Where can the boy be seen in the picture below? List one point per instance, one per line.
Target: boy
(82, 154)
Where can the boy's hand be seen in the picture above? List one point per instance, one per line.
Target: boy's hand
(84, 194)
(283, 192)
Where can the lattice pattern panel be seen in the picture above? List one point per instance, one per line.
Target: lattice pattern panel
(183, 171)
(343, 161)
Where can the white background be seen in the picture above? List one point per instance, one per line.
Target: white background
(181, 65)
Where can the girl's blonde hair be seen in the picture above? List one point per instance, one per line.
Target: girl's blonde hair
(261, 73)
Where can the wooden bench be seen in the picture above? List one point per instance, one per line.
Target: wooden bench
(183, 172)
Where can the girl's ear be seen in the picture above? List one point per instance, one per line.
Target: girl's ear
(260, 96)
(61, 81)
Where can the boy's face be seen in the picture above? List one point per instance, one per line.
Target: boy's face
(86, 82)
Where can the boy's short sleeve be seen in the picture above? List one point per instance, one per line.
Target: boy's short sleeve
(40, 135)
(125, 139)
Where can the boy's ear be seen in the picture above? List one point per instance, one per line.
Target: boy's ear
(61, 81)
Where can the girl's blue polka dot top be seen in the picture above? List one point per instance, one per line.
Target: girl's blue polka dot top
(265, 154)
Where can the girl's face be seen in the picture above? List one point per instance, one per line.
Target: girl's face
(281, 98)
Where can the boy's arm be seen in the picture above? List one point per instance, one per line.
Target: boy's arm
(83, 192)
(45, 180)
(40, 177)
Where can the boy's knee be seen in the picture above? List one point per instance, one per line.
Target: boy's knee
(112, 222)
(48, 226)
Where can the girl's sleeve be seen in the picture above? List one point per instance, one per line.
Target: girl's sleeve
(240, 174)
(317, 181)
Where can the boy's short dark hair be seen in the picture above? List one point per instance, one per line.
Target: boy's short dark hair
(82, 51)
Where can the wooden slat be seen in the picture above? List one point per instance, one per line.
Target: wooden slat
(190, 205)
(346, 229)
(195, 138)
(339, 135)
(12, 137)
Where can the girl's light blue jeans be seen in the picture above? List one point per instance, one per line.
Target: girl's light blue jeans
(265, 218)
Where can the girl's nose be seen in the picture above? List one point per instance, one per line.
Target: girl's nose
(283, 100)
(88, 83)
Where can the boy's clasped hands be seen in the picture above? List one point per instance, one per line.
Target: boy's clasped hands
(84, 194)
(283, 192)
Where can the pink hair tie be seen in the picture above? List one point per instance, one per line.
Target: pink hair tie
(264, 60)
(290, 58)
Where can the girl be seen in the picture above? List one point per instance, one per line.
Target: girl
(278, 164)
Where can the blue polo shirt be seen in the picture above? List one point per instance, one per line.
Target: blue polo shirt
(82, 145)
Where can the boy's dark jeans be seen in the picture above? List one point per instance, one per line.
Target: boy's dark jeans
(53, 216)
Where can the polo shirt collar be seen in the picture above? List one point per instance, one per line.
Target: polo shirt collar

○ ○ ○ ○

PROBLEM DESCRIPTION: Looking at the material above, how many lines hold the word "collar"? Only the number, please.

EXERCISE SOLUTION: 2